It is matter of history that Argyll did not escape in the long run. In 1685, three years before the dawn of the Revolution, he made that unfortunate expedition to Scotland which ended in failure, capture and death on the old charge. One of his associates was Sir John Cochrane of Ochiltree; he also was captured and as a “forefaulted traitor” was led by the hangman through the streets of Edinburgh bound and bareheaded. A line from London and all was over, so his friends thought, but that line never arrived. On the 7th of July in that year the English mail was twice stopped and robbed near Alnwick. The daring highwayman turned out to be a girl! She was Grizel, Sir John’s daughter, disguised in men’s clothes and (of course) armed to the teeth. In the end Sir John obtained his pardon, and lived to be Earl of Dundonald.

> **Direction a**:
In the records, please write out everything from the line containing "Can you see the baby's nose?" down to the line containing "[[290, 178]]" again, swapping "baby's" for "infant's" and leaving all else unchanged.

> **Entries supplied**:
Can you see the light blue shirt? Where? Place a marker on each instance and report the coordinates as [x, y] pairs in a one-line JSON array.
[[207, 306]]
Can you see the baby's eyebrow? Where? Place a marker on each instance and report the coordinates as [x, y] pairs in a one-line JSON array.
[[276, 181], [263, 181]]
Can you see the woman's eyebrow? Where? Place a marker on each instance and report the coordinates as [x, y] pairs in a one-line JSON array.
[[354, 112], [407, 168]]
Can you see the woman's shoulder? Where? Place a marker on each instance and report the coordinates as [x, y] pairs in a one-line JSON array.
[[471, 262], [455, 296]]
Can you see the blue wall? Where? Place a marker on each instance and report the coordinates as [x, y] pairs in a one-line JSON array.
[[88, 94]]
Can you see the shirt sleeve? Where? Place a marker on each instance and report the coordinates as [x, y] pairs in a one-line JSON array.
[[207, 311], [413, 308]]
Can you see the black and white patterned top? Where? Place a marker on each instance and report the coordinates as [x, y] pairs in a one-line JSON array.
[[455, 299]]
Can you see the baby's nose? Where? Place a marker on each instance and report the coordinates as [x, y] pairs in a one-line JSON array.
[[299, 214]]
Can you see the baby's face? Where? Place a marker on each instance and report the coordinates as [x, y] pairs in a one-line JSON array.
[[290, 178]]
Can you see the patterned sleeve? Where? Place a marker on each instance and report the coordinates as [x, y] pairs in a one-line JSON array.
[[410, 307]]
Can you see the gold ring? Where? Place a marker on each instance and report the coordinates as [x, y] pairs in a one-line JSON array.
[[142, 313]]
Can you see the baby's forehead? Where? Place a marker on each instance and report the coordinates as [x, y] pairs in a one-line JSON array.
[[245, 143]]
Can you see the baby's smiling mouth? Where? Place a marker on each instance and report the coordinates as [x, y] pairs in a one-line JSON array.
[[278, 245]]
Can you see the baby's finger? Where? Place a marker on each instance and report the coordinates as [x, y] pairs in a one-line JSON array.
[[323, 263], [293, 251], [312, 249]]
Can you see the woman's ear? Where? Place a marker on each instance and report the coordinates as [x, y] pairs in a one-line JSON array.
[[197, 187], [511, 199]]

> **Direction b**:
Retype the passage about Sir John Cochrane from "It is matter" down to "Earl of Dundonald." without changing a word.

> **Written answer a**:
Can you see the infant's nose? Where? Place a marker on each instance and report the coordinates as [x, y] pairs in a one-line JSON array.
[[299, 214]]
Can you see the infant's face? Where? Place a marker on each instance and report the coordinates as [x, y] pairs in a one-line JSON array.
[[290, 178]]

> **Written answer b**:
It is matter of history that Argyll did not escape in the long run. In 1685, three years before the dawn of the Revolution, he made that unfortunate expedition to Scotland which ended in failure, capture and death on the old charge. One of his associates was Sir John Cochrane of Ochiltree; he also was captured and as a “forefaulted traitor” was led by the hangman through the streets of Edinburgh bound and bareheaded. A line from London and all was over, so his friends thought, but that line never arrived. On the 7th of July in that year the English mail was twice stopped and robbed near Alnwick. The daring highwayman turned out to be a girl! She was Grizel, Sir John’s daughter, disguised in men’s clothes and (of course) armed to the teeth. In the end Sir John obtained his pardon, and lived to be Earl of Dundonald.